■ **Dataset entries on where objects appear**
— Start —
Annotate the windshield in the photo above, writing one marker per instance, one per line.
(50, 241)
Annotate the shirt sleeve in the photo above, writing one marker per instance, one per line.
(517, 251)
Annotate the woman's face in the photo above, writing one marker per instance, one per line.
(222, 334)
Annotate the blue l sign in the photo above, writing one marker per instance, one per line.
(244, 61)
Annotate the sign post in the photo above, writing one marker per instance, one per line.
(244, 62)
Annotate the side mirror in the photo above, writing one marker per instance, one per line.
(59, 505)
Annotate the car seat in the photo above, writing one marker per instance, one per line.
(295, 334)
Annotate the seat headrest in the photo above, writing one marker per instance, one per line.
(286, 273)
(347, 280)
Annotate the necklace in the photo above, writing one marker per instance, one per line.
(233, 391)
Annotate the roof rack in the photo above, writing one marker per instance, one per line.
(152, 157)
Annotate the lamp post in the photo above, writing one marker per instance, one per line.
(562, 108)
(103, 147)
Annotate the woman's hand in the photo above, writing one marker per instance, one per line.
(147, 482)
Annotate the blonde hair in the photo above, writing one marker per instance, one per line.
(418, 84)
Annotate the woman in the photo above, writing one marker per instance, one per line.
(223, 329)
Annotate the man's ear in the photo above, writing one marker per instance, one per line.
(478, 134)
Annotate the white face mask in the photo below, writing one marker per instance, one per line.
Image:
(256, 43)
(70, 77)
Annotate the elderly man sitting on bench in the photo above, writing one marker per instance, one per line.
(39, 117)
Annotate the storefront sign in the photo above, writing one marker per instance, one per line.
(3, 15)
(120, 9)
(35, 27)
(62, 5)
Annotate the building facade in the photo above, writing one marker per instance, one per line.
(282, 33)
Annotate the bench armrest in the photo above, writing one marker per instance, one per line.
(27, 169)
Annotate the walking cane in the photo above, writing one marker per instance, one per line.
— End —
Update the entries from the line with "Annotate the lamp" through the end of the entries, replacing "one marker per instance" with "one point per instance" and leaving everything else the same. Give back only those lines.

Annotate the lamp post in the photo above, writing one point per instance, one per line.
(562, 108)
(103, 147)
Annotate the woman's hand in the photo above, writing one point per instance, one per line.
(147, 482)
Annotate the blonde hair in the photo above, writing one point per instance, one per line.
(418, 84)
Annotate the woman in the photo above, writing one point per instance, one per line.
(223, 329)
Annotate the man's ear in the photo above, writing one point per instance, one per line.
(478, 134)
Annotate the white face mask in the photo below, writing one point per instance, one per line.
Image:
(256, 43)
(70, 77)
Annotate the elderly man sitting on bench in the photo above, writing one point per instance, one per line.
(39, 117)
Annotate the storefront sign in the photo above, writing one point per instance, one per line.
(3, 15)
(120, 9)
(35, 27)
(62, 5)
Annotate the building facade in the photo above, writing one point per instance, one per line.
(282, 33)
Annotate the bench armrest in the photo above, writing one point per instance, one per line.
(27, 169)
Annotate the walking cane in the photo above, writing one point per instance, one per line.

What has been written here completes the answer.